Aquí, en cambio, sucede justamente lo contrario: la alegría desenfrenada desemboca en la escena macabra que tiene lugar durante el banquete; un suceso horrible hasta para los hombres antiguos. Son las mismas tinieblas que todavía se harán más densas en la hora en que «el Hijo del hombre sea entregado a manos de los pecadores» (14,41). Así pues, en plena actividad de Jesús en Galilea, externamente todavía esperanzada, se perfila ya un augurio fatídico del pavoroso final que en sus inescrutables designios ha decretado Dios para su Mesías. Mas tal vez la última observación de que los discípulos de Juan vinieron y sepultaron su cadáver, no deje de ser significativa. Viene a ser como un remate consolador: el varón de Dios ha encontrado su reposo. Y es como una visión luminosa: también el crucificado será puesto en un sepulcro sobre el que resonará después el mensaje de la resurrección.

◆ ENTRADAS DE DATOS ◆
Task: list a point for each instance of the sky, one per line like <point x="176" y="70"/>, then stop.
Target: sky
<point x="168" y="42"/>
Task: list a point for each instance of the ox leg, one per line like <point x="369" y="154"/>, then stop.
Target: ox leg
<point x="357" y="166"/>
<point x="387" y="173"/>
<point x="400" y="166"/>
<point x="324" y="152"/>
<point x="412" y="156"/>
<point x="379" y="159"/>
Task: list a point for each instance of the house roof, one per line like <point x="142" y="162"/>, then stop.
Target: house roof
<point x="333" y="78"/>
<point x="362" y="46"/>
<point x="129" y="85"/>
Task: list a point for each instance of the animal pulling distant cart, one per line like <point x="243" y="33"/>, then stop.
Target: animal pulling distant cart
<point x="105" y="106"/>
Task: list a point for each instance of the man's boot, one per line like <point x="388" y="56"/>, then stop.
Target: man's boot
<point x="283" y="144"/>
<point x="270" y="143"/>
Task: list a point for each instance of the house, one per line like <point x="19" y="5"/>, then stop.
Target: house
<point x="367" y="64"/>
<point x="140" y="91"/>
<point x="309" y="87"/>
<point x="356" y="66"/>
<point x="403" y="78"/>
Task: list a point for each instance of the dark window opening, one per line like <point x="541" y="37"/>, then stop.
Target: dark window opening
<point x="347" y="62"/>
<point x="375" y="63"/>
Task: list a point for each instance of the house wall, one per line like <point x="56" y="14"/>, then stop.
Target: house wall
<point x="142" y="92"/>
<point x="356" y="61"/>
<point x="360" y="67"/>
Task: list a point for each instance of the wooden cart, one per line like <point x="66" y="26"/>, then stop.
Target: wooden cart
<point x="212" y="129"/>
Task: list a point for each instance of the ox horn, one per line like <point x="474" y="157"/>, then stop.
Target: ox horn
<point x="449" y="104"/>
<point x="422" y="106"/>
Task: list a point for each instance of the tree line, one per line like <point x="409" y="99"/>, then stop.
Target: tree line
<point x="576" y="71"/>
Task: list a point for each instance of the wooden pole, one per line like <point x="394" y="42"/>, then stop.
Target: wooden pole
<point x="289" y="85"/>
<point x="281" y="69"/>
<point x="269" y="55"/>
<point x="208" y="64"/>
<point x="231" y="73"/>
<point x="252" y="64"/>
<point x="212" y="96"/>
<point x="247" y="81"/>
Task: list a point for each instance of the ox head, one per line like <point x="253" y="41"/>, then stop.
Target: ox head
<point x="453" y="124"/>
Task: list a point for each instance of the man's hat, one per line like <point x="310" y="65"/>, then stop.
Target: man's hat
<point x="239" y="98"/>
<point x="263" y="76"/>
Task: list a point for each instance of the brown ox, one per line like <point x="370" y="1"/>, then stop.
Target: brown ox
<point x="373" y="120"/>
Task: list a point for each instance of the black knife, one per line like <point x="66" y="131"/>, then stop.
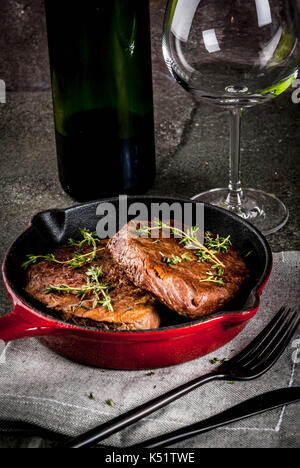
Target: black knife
<point x="259" y="404"/>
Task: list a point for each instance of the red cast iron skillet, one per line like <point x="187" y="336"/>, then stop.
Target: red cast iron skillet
<point x="171" y="344"/>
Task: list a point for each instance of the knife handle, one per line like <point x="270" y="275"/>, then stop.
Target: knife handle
<point x="259" y="404"/>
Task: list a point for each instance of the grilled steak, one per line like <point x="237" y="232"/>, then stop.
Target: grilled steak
<point x="133" y="308"/>
<point x="174" y="274"/>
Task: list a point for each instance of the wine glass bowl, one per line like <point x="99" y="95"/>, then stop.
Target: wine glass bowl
<point x="235" y="54"/>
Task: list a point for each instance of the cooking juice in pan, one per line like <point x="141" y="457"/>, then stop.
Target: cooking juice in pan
<point x="100" y="58"/>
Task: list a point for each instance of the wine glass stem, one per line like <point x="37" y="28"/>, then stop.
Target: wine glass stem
<point x="235" y="192"/>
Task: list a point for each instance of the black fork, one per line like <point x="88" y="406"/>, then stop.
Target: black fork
<point x="252" y="362"/>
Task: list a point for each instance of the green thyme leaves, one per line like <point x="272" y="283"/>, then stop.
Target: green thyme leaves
<point x="78" y="260"/>
<point x="93" y="291"/>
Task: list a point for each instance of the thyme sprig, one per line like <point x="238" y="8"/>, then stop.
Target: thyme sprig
<point x="189" y="239"/>
<point x="174" y="259"/>
<point x="78" y="260"/>
<point x="214" y="277"/>
<point x="92" y="285"/>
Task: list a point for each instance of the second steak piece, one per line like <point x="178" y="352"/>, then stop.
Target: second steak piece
<point x="175" y="275"/>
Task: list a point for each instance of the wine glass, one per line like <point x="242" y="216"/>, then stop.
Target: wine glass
<point x="235" y="54"/>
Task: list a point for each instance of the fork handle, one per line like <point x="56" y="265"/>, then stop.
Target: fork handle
<point x="105" y="430"/>
<point x="256" y="405"/>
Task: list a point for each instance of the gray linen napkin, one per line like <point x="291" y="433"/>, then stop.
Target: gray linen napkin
<point x="38" y="386"/>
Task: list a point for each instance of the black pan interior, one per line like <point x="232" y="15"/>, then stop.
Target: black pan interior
<point x="52" y="228"/>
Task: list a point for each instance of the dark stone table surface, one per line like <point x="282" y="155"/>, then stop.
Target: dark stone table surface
<point x="191" y="143"/>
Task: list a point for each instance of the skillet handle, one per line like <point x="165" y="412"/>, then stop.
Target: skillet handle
<point x="21" y="324"/>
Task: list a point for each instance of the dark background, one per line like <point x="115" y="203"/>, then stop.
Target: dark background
<point x="191" y="139"/>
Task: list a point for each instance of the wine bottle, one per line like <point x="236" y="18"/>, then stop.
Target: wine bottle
<point x="100" y="62"/>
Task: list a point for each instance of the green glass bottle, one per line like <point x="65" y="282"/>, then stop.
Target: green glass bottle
<point x="100" y="60"/>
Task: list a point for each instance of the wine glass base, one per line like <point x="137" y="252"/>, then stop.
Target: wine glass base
<point x="263" y="210"/>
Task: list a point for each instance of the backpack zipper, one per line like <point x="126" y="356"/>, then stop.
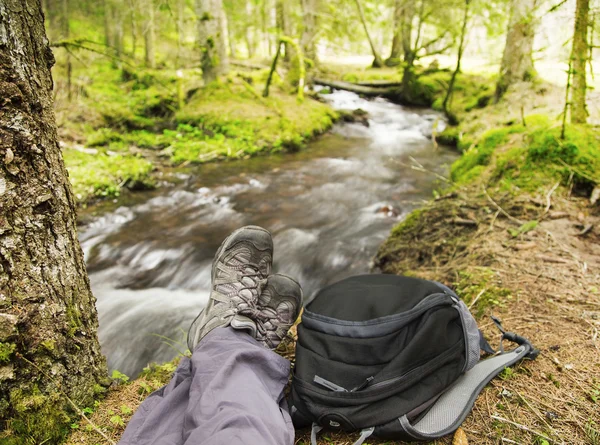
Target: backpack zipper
<point x="337" y="388"/>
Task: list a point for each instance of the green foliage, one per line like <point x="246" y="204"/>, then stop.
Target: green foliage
<point x="524" y="228"/>
<point x="6" y="351"/>
<point x="479" y="155"/>
<point x="37" y="418"/>
<point x="451" y="136"/>
<point x="532" y="156"/>
<point x="228" y="121"/>
<point x="119" y="376"/>
<point x="507" y="373"/>
<point x="103" y="175"/>
<point x="481" y="287"/>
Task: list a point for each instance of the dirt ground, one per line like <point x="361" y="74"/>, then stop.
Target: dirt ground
<point x="543" y="283"/>
<point x="549" y="279"/>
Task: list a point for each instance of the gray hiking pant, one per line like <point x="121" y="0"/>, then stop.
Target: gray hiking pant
<point x="230" y="392"/>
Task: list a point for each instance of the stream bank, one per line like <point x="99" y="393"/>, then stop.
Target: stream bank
<point x="513" y="244"/>
<point x="128" y="130"/>
<point x="517" y="235"/>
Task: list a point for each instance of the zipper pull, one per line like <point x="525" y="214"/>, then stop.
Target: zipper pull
<point x="364" y="384"/>
<point x="329" y="385"/>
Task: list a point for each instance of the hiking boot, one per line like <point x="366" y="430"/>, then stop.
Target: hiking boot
<point x="277" y="309"/>
<point x="239" y="272"/>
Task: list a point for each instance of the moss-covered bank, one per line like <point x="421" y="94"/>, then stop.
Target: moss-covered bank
<point x="516" y="235"/>
<point x="126" y="125"/>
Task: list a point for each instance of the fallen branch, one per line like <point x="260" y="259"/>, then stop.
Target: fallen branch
<point x="549" y="197"/>
<point x="75" y="407"/>
<point x="464" y="222"/>
<point x="586" y="229"/>
<point x="500" y="209"/>
<point x="379" y="84"/>
<point x="551" y="259"/>
<point x="358" y="89"/>
<point x="248" y="65"/>
<point x="522" y="427"/>
<point x="477" y="298"/>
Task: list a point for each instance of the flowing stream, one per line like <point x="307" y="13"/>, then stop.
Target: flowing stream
<point x="328" y="207"/>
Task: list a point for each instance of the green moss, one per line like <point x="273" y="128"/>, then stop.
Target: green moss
<point x="49" y="345"/>
<point x="6" y="351"/>
<point x="37" y="418"/>
<point x="481" y="286"/>
<point x="479" y="154"/>
<point x="451" y="136"/>
<point x="229" y="121"/>
<point x="101" y="175"/>
<point x="544" y="158"/>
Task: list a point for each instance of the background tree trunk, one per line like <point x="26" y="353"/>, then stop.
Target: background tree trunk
<point x="211" y="39"/>
<point x="149" y="32"/>
<point x="249" y="34"/>
<point x="517" y="59"/>
<point x="461" y="47"/>
<point x="408" y="14"/>
<point x="285" y="26"/>
<point x="377" y="60"/>
<point x="47" y="311"/>
<point x="133" y="26"/>
<point x="65" y="35"/>
<point x="579" y="57"/>
<point x="394" y="58"/>
<point x="108" y="23"/>
<point x="308" y="40"/>
<point x="181" y="31"/>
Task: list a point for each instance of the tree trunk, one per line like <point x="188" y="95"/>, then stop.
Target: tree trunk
<point x="377" y="60"/>
<point x="65" y="34"/>
<point x="394" y="58"/>
<point x="118" y="32"/>
<point x="517" y="60"/>
<point x="249" y="34"/>
<point x="48" y="343"/>
<point x="149" y="37"/>
<point x="461" y="47"/>
<point x="308" y="40"/>
<point x="108" y="23"/>
<point x="180" y="31"/>
<point x="230" y="37"/>
<point x="408" y="14"/>
<point x="579" y="58"/>
<point x="284" y="26"/>
<point x="211" y="39"/>
<point x="133" y="25"/>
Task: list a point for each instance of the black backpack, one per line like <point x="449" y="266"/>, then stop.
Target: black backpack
<point x="391" y="356"/>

◆ QUÉ HACER ◆
1. Cita del texto extraído el fragmento que va desde «Aquí, en cambio, sucede» hasta «de la resurrección.», ambos incluidos.
2. Según el texto extraído, ¿por qué puede resultar significativa la observación de que los discípulos de Juan vinieron y sepultaron su cadáver? Contesta en una a tres oraciones.
3. Traduce al inglés esta oración del texto extraído: «Viene a ser como un remate consolador: el varón de Dios ha encontrado su reposo.»

◆ RESPUESTAS ◆
1.
Aquí, en cambio, sucede justamente lo contrario: la alegría desenfrenada desemboca en la escena macabra que tiene lugar durante el banquete; un suceso horrible hasta para los hombres antiguos. Son las mismas tinieblas que todavía se harán más densas en la hora en que «el Hijo del hombre sea entregado a manos de los pecadores» (14,41). Así pues, en plena actividad de Jesús en Galilea, externamente todavía esperanzada, se perfila ya un augurio fatídico del pavoroso final que en sus inescrutables designios ha decretado Dios para su Mesías. Mas tal vez la última observación de que los discípulos de Juan vinieron y sepultaron su cadáver, no deje de ser significativa. Viene a ser como un remate consolador: el varón de Dios ha encontrado su reposo. Y es como una visión luminosa: también el crucificado será puesto en un sepulcro sobre el que resonará después el mensaje de la resurrección.

2. Es como un remate consolador, porque muestra que el varón de Dios ha encontrado su reposo. También es como una visión luminosa: el crucificado será puesto igualmente en un sepulcro sobre el que resonará después el mensaje de la resurrección.

3. It amounts to a consoling conclusion: the man of God has found his rest.